- DVD cover
- No. of episodes: 13

Release
- Original network: Adult Swim
- Original release: November 11, 2003 – April 4, 2004

Season chronology
- ← Previous Season 3

= Home Movies season 4 =

The fourth and final season of the American animated sitcom Home Movies first aired in the United States on the Adult Swim programming block for the television network Cartoon Network from November 11, 2003 to April 4, 2004. Co-creators Brendon Small and Loren Bouchard, along with Tom Snyder, served as executive producers for the season.

The series followed the adventures of 8-year-old aspiring filmmaker, Brendon Small, who writes, directs, and stars in homemade film productions that he creates with his friends Melissa Robbins and Jason Penopolis. Brendon and Melissa's soccer coach, John McGuirk, is a selfish, short-tempered alcoholic who constantly gives the two bad advice. Brendon's divorced single mother, Paula must deal with juggling her children, her job as a creative writing teacher, and her romantic life.
━━━━━━━━━━━━━━━━━━━━
> _Exercise A_:
From the Home Movies season 4 article, repeat everything from "Season chronology" down to "for the season.".
> _Exercise B_:
According to the Home Movies season 4 article, what is Paula's job?
━━━━━━━━━━━━━━━━━━━━
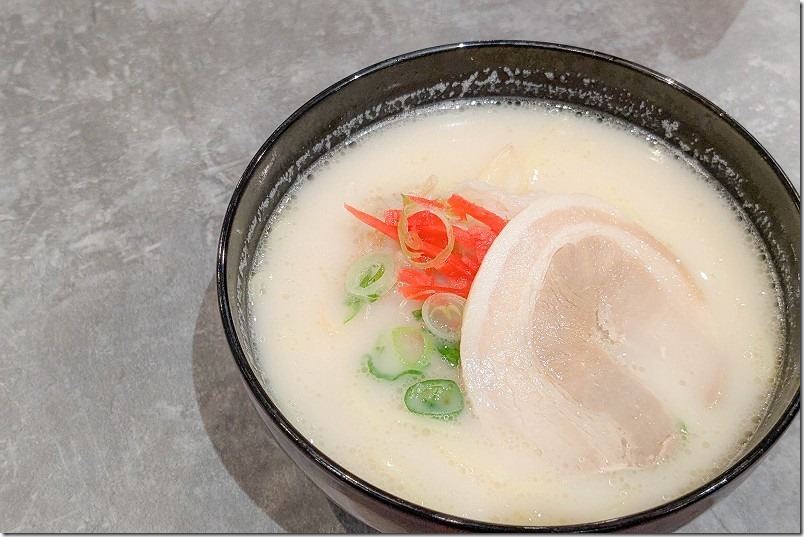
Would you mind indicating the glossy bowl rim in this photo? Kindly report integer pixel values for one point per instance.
(456, 522)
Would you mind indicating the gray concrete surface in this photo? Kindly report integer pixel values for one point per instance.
(124, 127)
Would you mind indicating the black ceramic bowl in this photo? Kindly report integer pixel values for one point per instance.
(504, 70)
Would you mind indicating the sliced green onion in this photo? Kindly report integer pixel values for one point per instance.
(442, 314)
(405, 350)
(438, 398)
(408, 242)
(371, 276)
━━━━━━━━━━━━━━━━━━━━
> _Written answer A_:
Season chronology
- ← Previous Season 3

= Home Movies season 4 =

The fourth and final season of the American animated sitcom Home Movies first aired in the United States on the Adult Swim programming block for the television network Cartoon Network from November 11, 2003 to April 4, 2004. Co-creators Brendon Small and Loren Bouchard, along with Tom Snyder, served as executive producers for the season.

> _Written answer B_:
She is a creative writing teacher.